[Dataset items]
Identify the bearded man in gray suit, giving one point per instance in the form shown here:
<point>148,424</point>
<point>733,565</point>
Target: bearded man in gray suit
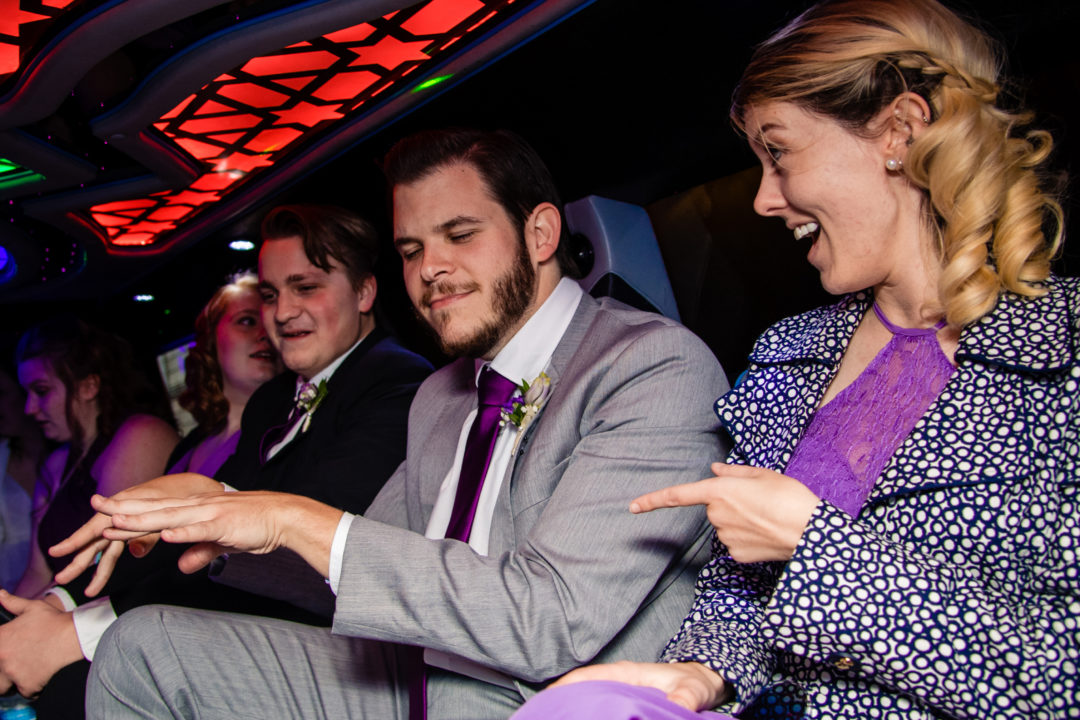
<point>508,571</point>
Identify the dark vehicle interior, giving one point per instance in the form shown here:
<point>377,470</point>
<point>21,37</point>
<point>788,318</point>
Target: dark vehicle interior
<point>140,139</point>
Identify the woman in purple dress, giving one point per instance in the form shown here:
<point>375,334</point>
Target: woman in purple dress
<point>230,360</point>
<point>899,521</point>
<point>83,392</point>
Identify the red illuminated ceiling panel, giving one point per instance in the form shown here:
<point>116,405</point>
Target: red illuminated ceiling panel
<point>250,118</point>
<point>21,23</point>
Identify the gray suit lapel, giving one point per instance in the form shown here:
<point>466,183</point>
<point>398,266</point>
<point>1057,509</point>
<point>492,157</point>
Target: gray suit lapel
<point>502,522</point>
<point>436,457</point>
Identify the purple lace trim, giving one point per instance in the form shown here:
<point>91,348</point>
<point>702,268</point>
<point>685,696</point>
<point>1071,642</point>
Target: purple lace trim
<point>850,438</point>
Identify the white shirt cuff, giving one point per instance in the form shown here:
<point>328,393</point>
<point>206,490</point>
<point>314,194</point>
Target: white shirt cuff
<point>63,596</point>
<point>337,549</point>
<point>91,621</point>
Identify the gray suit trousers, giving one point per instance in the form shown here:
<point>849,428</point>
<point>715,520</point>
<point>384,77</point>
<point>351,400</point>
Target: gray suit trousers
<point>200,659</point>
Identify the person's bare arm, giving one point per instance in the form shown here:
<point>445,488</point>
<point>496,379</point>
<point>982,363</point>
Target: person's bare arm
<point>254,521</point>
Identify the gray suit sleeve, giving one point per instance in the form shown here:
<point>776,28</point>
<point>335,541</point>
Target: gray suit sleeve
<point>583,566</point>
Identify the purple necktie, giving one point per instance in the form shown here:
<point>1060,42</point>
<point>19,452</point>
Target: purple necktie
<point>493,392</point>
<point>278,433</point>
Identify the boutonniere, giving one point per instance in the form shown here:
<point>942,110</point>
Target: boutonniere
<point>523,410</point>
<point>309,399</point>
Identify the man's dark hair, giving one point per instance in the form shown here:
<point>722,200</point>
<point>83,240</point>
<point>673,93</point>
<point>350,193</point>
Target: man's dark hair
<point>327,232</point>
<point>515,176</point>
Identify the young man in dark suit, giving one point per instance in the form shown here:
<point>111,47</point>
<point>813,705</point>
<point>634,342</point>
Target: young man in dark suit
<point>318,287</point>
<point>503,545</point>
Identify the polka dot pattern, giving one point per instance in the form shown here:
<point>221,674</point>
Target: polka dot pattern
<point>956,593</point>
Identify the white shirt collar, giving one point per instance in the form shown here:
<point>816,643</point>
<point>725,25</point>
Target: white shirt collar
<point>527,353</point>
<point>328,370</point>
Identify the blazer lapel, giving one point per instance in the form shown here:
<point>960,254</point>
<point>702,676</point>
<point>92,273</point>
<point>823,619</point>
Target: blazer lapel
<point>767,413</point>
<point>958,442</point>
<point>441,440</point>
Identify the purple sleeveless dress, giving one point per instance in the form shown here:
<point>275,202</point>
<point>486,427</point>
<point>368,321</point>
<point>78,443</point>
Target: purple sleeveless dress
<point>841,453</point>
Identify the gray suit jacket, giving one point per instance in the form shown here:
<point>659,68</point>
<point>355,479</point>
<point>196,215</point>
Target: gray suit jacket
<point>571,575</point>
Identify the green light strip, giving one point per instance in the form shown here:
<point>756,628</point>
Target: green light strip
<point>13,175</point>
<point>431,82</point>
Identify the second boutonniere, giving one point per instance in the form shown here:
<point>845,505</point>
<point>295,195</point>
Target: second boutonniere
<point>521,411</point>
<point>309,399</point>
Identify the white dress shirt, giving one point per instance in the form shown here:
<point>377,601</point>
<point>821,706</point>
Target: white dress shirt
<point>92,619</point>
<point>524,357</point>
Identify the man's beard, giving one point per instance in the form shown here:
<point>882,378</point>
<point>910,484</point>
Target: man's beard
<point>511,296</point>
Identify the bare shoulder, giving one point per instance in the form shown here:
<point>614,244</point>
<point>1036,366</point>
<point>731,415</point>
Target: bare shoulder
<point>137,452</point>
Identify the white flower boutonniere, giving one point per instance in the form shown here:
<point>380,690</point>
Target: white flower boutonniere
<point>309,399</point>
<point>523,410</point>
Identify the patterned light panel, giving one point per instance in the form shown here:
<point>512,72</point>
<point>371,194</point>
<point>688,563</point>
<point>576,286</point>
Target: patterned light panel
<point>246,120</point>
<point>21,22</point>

| Problem |
Please write out the data from the line that contains "Identify the boutonniere, giving" through the line that contains "<point>841,453</point>", shifting every coordinate in the answers up by 20 and leaving all other numbers as they are.

| Result of the exercise |
Identify the boutonniere, giving one point per instance in the form shown here:
<point>942,110</point>
Target: boutonniere
<point>543,430</point>
<point>329,419</point>
Identify the man's dark hair, giving one point per instance in the form shown here:
<point>722,200</point>
<point>83,240</point>
<point>673,93</point>
<point>350,193</point>
Target: man's dark hair
<point>347,252</point>
<point>535,196</point>
Identify the young man in dark suit, giving one point per instance in the form shown here:
<point>111,47</point>
<point>813,705</point>
<point>634,342</point>
Target: young man in dark suit
<point>338,307</point>
<point>523,565</point>
Identify the polka dot pattern, giving one point per instance in the form shown here:
<point>221,674</point>
Target: polka dot pattern
<point>976,613</point>
Identify the white shirt collar, giving one point per instance in the form shown here:
<point>816,643</point>
<point>725,25</point>
Target: white shirt collar
<point>547,373</point>
<point>348,390</point>
Identify the blazer lapel, giving one point per instance in the form shown here:
<point>960,254</point>
<point>702,676</point>
<point>92,273</point>
<point>823,619</point>
Target: blazer lapel
<point>787,433</point>
<point>978,462</point>
<point>461,460</point>
Identify the purple sleeveless dress, giving one point per instance in the form shown here:
<point>275,202</point>
<point>486,427</point>
<point>368,321</point>
<point>78,443</point>
Target: purple sleeveless dress
<point>861,473</point>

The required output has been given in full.